[start of The input]
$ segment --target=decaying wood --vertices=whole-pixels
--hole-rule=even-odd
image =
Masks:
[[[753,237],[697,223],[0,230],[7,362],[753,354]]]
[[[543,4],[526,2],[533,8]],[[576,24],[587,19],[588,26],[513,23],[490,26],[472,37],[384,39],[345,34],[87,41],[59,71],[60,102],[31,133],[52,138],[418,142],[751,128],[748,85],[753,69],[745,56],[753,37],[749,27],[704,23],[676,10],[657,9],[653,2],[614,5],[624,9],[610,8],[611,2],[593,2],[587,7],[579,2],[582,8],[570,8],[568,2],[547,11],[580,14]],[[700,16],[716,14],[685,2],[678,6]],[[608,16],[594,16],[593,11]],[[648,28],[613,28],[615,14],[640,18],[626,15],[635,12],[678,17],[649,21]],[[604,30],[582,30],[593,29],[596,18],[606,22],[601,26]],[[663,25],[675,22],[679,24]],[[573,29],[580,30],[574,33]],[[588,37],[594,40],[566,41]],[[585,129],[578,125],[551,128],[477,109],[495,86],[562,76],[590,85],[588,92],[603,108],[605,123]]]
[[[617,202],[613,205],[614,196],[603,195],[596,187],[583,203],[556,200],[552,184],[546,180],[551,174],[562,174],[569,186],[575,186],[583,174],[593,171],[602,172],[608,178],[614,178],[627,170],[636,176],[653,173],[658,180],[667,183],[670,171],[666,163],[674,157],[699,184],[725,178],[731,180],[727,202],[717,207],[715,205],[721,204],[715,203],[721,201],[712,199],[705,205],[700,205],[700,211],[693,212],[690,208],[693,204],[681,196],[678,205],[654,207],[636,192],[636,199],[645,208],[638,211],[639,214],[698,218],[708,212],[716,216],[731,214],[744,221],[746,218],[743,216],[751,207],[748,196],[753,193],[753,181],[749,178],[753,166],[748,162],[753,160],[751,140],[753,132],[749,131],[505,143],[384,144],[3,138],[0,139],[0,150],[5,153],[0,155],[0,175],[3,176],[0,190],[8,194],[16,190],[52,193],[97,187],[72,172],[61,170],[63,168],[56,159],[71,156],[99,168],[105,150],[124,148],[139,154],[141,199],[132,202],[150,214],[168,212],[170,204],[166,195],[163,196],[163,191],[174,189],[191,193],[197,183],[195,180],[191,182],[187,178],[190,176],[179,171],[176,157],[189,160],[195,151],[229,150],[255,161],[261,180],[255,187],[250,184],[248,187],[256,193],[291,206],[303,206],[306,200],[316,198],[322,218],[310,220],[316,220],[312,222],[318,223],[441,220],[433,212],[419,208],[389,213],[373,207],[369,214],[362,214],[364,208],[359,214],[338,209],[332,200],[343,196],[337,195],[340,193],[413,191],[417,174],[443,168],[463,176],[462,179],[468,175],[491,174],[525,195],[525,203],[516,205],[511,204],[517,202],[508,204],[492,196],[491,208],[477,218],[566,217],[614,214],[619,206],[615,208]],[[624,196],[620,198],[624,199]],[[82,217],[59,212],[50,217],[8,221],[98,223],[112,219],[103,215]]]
[end of The input]
Problem to solve >> Type the material above out again, exactly.

Completed exercise >>
$ segment --target=decaying wood --vertices=whole-pixels
--hole-rule=even-odd
image =
Masks:
[[[753,237],[697,223],[0,230],[7,362],[753,354]]]
[[[543,4],[526,2],[533,8]],[[576,24],[587,19],[588,26],[513,23],[490,26],[472,37],[384,39],[345,34],[87,41],[59,71],[60,102],[31,133],[52,138],[418,142],[751,128],[748,85],[753,69],[745,56],[753,37],[749,27],[704,23],[676,10],[657,9],[653,2],[614,5],[624,9],[610,8],[611,2],[593,2],[587,7],[579,2],[582,8],[570,8],[568,2],[547,11],[580,14]],[[700,16],[716,14],[685,2],[678,6]],[[608,16],[594,16],[593,11]],[[648,28],[613,28],[615,14],[640,18],[626,15],[635,12],[678,17],[649,21]],[[604,30],[582,30],[593,29],[596,18],[606,22],[601,26]],[[663,25],[675,22],[679,24]],[[573,29],[580,30],[574,33]],[[588,37],[594,40],[566,41]],[[585,129],[578,125],[551,128],[477,109],[495,86],[562,76],[590,85],[588,92],[603,108],[605,123]]]
[[[617,202],[613,205],[614,196],[603,195],[596,187],[583,203],[556,200],[552,184],[546,180],[551,174],[562,174],[569,186],[575,186],[583,174],[593,171],[602,172],[608,178],[614,178],[627,170],[636,176],[653,173],[658,180],[667,183],[670,171],[666,163],[674,157],[699,184],[725,178],[731,180],[727,202],[717,207],[715,205],[721,204],[715,203],[721,201],[712,199],[705,205],[700,205],[700,211],[693,212],[690,208],[693,204],[681,196],[678,205],[654,207],[636,192],[636,199],[645,208],[638,211],[639,214],[698,218],[708,212],[716,216],[731,214],[744,221],[746,218],[743,216],[751,207],[748,196],[753,193],[753,181],[749,178],[753,166],[748,162],[753,160],[751,140],[753,132],[749,131],[505,143],[384,144],[3,138],[0,139],[0,150],[5,153],[0,155],[0,175],[3,176],[0,190],[8,194],[16,190],[52,193],[97,187],[72,172],[61,170],[63,168],[56,159],[71,156],[99,168],[105,150],[124,148],[139,154],[141,199],[132,202],[150,214],[168,212],[170,204],[166,195],[163,196],[163,191],[174,189],[191,193],[197,183],[195,180],[191,182],[187,178],[190,176],[179,171],[176,157],[189,160],[195,151],[229,150],[255,161],[261,180],[255,187],[250,184],[248,187],[256,193],[291,206],[303,206],[306,200],[316,198],[322,218],[310,220],[316,220],[312,222],[318,223],[441,220],[433,212],[419,208],[389,213],[373,207],[369,214],[362,214],[364,208],[359,214],[338,209],[332,200],[343,196],[337,195],[340,193],[413,191],[417,174],[443,168],[463,176],[462,179],[468,175],[491,174],[525,195],[525,203],[516,205],[511,204],[517,202],[508,204],[492,196],[491,208],[477,218],[566,217],[614,214],[619,206],[615,208]],[[624,196],[620,198],[624,199]],[[82,217],[59,212],[50,217],[8,221],[98,223],[112,219],[103,215]]]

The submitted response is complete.